Switch "bracketed coordinate list" to "list of box coordinates" everywhere it appears in the items below and write the lines out again with everything else unchanged. Omit the pictures from your answer.

[start of STORED DATA]

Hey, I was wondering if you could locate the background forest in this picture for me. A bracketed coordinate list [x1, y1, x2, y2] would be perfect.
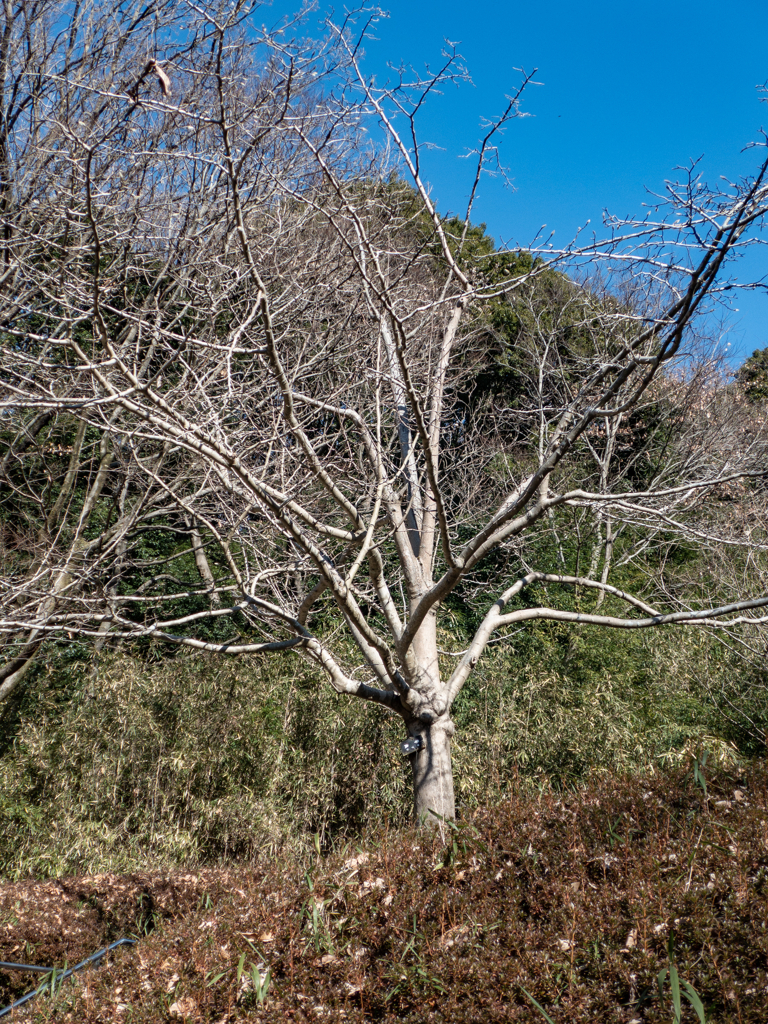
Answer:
[0, 245, 768, 878]
[0, 0, 768, 879]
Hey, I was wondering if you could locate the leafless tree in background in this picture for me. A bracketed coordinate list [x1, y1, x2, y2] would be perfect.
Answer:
[0, 0, 768, 817]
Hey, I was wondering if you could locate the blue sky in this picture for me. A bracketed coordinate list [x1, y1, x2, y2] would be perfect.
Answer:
[266, 0, 768, 364]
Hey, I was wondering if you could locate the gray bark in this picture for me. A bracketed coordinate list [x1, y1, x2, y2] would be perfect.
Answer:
[409, 713, 456, 824]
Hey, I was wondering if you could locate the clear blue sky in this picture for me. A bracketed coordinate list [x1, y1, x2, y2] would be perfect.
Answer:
[266, 0, 768, 364]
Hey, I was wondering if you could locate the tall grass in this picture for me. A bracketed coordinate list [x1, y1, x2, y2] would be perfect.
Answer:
[0, 626, 768, 878]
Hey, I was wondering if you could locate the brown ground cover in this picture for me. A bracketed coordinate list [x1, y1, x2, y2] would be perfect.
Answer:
[0, 763, 768, 1024]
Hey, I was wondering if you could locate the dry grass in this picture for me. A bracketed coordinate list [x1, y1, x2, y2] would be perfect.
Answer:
[0, 762, 768, 1024]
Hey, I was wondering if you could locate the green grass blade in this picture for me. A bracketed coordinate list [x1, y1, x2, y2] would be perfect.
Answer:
[520, 985, 555, 1024]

[end of STORED DATA]

§ WORKED ANSWER
Hey, I was wondering if you could locate the background forest in this picture for me. A list of box coordinates [x1, y1, x2, y2] would be perfect.
Answer:
[0, 245, 768, 878]
[0, 0, 768, 879]
Hey, I was wondering if you could locate the leafless tree in background in this picture for me. A list of box coordinates [x1, y1, x2, y2] would be perfect.
Answer:
[0, 0, 768, 817]
Hey, I was wondering if you could locate the blue sky in this picture for me. A list of box coordinates [x1, y1, x2, y2] would be perfect.
Answer:
[266, 0, 768, 364]
Hey, I was wondering if you could locate the gray bark in this picture for me. A list of box coordinates [x1, y1, x2, y2] would be perfect.
Answer:
[409, 713, 456, 824]
Hey, I was wondering if you could locate the clear blue sky in this picture for me. A list of box coordinates [x1, y1, x2, y2] would be perfect.
Answer:
[266, 0, 768, 364]
Hey, I was wondering if you could locate the tall grass in this picture for me. A list of box coordinates [x1, y1, x2, y2] would be perfect.
Answer:
[0, 626, 768, 878]
Hey, I was wondering if you could locate the brown ground cover in this picture for me. A list of box coordinates [x1, y1, x2, y2] would be perfect.
Answer:
[0, 763, 768, 1024]
Hey, I was wondering if you could locate the dry grass in this picture for me. A list of box coordinates [x1, y1, x2, y2] would be perfect.
Answer:
[0, 762, 768, 1024]
Hey, I was wondering if you could locate the green grass blade in this picture for me. A list of box coordinates [x1, y1, x2, y2] would be perfect.
Answer:
[520, 985, 555, 1024]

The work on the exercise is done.